> **SHORT EXERCISE**
Put every line of the items below into a JSON list of strings, one string per line, with blank lines omitted. Leave the pictures out of the list.

> **GIVEN RECORDS**
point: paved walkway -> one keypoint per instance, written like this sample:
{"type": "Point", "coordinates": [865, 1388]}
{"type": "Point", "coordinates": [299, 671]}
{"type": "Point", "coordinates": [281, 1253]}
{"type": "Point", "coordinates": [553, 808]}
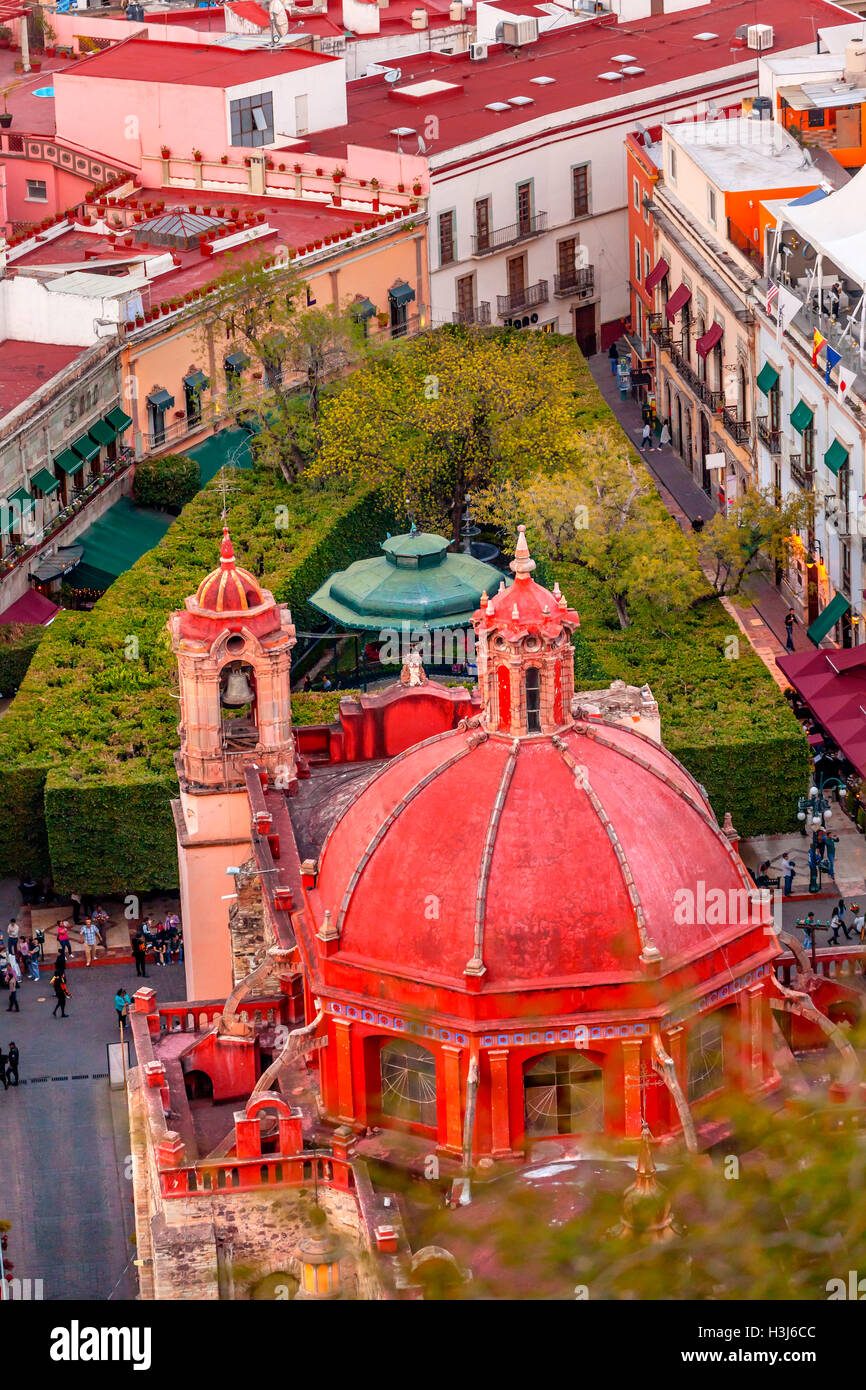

> **ANSWER TO THE TASK**
[
  "point: paved walkway -> one keypoint per instance, written like this sample:",
  "{\"type\": \"Point\", \"coordinates\": [865, 1388]}",
  "{\"type\": \"Point\", \"coordinates\": [299, 671]}",
  "{\"type\": \"Point\", \"coordinates\": [281, 1253]}",
  "{\"type\": \"Point\", \"coordinates\": [553, 808]}"
]